__What the exercise asks__: Lines before the one containing "Each instance of the plastic shopping" are excluded; print that line and every line after it through the end of the material below, exactly.

-- Begin --

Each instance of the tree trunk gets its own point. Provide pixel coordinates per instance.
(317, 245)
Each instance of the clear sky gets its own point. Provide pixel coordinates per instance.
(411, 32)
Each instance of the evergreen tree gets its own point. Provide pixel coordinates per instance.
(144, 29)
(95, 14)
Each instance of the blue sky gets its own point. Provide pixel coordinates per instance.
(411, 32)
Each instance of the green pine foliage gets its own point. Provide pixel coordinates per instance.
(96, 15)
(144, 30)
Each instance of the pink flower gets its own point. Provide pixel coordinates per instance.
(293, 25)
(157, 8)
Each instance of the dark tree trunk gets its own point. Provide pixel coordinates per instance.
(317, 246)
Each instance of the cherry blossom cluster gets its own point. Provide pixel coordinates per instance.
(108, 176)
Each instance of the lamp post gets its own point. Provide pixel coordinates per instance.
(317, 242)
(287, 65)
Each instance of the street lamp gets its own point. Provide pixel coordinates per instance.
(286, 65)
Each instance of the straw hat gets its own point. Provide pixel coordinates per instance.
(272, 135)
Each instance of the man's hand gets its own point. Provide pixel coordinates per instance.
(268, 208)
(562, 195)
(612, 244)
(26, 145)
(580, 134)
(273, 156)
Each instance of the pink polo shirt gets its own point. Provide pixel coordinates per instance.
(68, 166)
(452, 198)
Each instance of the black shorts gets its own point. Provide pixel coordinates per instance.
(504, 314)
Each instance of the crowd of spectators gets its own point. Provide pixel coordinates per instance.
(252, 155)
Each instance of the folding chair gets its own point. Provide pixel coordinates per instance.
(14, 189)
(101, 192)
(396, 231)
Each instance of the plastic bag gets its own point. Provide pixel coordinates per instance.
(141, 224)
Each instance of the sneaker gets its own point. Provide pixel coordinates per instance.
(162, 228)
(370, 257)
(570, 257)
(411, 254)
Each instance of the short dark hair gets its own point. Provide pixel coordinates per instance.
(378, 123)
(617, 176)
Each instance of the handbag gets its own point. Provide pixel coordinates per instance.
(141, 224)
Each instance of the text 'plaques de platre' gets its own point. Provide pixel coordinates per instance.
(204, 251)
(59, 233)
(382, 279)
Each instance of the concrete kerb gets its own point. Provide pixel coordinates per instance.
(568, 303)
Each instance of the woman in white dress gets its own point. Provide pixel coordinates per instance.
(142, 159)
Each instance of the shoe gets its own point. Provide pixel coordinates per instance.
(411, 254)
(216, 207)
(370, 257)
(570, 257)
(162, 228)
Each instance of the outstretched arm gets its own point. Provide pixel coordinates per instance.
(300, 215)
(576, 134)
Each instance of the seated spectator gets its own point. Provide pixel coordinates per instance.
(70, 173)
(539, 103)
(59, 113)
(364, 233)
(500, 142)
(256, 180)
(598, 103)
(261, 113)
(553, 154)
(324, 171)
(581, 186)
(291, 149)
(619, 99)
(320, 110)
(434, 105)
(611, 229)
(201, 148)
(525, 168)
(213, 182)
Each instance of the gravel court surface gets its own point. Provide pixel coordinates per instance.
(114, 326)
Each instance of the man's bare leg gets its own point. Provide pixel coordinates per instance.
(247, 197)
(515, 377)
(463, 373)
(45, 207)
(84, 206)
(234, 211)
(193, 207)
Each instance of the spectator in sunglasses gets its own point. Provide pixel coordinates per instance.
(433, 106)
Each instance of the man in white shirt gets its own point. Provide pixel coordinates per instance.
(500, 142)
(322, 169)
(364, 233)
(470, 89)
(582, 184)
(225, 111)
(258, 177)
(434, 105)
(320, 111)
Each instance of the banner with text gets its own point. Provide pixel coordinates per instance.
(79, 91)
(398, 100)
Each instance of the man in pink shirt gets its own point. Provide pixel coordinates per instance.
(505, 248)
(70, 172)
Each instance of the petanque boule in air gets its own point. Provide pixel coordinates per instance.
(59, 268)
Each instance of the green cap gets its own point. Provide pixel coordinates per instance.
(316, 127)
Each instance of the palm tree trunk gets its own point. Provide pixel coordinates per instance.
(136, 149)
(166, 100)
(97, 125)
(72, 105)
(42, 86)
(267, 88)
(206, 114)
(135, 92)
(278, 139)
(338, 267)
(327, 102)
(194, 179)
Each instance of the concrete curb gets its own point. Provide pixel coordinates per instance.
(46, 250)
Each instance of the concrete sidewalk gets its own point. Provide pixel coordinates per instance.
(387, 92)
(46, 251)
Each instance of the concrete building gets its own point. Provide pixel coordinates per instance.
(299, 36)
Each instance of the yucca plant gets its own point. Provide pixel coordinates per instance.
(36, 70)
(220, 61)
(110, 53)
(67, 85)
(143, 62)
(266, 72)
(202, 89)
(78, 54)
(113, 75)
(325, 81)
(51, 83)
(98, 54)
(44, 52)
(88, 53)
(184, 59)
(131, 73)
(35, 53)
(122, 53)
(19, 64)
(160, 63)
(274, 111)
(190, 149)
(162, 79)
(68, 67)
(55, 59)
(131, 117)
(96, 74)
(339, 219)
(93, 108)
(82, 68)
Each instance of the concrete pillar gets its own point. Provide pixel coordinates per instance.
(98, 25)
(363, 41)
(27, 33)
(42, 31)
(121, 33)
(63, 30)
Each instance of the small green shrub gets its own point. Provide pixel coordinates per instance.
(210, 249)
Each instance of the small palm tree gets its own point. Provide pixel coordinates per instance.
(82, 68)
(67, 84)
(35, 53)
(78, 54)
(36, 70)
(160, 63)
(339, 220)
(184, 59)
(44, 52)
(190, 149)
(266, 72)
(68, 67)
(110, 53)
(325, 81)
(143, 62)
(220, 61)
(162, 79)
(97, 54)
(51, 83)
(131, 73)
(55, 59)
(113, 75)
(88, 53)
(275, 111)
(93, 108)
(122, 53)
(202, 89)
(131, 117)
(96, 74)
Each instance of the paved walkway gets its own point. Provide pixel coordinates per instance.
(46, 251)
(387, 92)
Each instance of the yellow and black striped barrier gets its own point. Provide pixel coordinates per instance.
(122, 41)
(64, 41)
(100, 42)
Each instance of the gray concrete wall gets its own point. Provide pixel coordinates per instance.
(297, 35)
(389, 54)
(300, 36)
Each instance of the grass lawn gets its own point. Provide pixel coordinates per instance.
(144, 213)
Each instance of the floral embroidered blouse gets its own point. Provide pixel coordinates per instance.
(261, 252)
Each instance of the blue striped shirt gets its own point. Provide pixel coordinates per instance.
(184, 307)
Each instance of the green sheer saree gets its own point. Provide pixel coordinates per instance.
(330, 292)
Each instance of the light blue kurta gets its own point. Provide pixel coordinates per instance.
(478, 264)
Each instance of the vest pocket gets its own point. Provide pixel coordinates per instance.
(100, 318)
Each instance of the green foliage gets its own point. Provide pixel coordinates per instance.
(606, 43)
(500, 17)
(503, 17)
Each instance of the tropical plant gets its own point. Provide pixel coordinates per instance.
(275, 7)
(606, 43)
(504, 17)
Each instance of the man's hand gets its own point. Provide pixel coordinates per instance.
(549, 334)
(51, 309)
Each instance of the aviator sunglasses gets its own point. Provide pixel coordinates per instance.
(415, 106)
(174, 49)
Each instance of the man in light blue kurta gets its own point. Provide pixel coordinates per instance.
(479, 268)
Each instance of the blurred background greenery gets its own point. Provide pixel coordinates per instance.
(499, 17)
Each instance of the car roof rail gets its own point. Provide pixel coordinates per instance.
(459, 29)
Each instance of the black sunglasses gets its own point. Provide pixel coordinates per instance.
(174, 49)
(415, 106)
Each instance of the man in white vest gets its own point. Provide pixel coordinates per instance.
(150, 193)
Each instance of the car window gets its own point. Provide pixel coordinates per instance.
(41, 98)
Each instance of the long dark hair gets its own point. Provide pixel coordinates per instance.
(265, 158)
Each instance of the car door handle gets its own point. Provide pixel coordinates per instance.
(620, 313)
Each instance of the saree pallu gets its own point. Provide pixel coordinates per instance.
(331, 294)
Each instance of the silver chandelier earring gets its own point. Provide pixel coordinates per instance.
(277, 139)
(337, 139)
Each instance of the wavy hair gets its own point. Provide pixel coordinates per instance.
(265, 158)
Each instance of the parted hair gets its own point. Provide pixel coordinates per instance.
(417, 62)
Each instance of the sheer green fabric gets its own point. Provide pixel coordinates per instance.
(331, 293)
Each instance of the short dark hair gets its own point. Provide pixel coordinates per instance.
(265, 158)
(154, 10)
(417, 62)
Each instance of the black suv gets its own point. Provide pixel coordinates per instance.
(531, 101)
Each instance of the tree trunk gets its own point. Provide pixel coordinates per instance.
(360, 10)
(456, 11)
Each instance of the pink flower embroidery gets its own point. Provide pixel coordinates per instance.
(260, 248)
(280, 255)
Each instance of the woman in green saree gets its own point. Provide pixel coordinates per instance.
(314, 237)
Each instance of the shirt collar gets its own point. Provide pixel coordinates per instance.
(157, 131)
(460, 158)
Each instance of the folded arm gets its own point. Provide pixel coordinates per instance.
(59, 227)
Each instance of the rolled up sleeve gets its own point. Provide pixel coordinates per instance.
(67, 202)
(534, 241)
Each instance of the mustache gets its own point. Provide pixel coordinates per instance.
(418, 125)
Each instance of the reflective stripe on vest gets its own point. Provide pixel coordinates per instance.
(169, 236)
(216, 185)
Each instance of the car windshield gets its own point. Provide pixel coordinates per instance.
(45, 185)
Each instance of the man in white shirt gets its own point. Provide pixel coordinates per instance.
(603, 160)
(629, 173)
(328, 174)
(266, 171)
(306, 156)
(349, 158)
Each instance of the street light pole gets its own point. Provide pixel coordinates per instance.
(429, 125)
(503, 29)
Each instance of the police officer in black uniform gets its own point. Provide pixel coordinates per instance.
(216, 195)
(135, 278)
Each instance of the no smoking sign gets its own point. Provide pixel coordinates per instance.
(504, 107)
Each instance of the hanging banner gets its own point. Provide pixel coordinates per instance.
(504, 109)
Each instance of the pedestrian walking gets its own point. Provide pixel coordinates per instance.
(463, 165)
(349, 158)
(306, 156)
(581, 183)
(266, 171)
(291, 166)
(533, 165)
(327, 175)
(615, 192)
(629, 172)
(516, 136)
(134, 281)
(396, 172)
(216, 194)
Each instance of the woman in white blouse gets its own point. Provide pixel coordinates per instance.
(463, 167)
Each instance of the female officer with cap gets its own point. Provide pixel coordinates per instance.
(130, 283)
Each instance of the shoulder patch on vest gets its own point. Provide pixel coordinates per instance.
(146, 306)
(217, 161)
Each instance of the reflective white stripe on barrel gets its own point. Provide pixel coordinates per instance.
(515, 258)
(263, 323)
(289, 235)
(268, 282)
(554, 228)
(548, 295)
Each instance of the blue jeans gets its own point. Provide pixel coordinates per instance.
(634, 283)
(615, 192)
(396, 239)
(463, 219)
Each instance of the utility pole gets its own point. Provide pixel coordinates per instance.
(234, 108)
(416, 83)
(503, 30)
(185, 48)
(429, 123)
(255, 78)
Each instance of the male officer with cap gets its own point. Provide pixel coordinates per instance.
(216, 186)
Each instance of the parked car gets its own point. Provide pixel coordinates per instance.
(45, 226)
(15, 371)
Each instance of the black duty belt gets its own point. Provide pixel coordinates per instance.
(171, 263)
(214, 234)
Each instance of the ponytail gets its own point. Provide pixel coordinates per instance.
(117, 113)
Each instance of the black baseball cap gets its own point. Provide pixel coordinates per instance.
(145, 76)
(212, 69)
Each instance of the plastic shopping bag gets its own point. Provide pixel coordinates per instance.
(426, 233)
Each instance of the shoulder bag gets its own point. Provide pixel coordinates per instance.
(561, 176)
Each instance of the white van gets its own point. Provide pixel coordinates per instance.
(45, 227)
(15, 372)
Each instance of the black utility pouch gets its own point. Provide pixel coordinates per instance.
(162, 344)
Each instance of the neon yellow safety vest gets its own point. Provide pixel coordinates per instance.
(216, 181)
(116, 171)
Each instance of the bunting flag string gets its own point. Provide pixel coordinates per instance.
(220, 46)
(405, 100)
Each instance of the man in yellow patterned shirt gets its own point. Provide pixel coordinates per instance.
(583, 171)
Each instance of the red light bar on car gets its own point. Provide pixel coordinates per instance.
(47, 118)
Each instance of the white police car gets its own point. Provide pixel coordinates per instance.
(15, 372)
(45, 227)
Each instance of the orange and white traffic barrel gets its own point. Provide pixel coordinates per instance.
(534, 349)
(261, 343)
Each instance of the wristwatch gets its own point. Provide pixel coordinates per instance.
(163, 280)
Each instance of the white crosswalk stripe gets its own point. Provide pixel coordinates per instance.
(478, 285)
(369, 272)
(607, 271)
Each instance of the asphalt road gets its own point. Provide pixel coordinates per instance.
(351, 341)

-- End --

__Finished task__:
Each instance of the plastic shopping bag gets its own point. Provide pixel coordinates per instance.
(426, 233)
Each instance of the shoulder bag gets its own point. Provide pixel coordinates per instance.
(561, 176)
Each instance of the white van gets its own point. Provide pixel coordinates per instance.
(45, 227)
(15, 372)
Each instance of the black utility pouch gets its own point. Provide pixel coordinates per instance.
(162, 344)
Each instance of the neon yellow safety vest gets its own point. Provide pixel coordinates per instance.
(216, 181)
(116, 171)
Each instance of the bunting flag string gets its own point. Provide pixel coordinates per instance.
(220, 46)
(405, 100)
Each instance of the man in yellow patterned shirt gets its own point. Provide pixel coordinates per instance.
(583, 171)
Each instance of the red light bar on car gets its own point. Provide pixel coordinates per instance.
(47, 118)
Each instance of the white police car gets its own point. Provide pixel coordinates per instance.
(15, 372)
(45, 227)
Each instance of the orange and white traffic barrel gets its own point. Provide pixel coordinates per instance.
(534, 349)
(261, 343)
Each instance of the wristwatch gets its own point. Provide pixel coordinates per instance.
(163, 280)
Each instance of the white crosswalk stripe gets its own point. Provide pixel coordinates per instance.
(478, 285)
(369, 272)
(607, 271)
Each instance of the asphalt road gets its own point. Provide pixel coordinates per instance.
(351, 341)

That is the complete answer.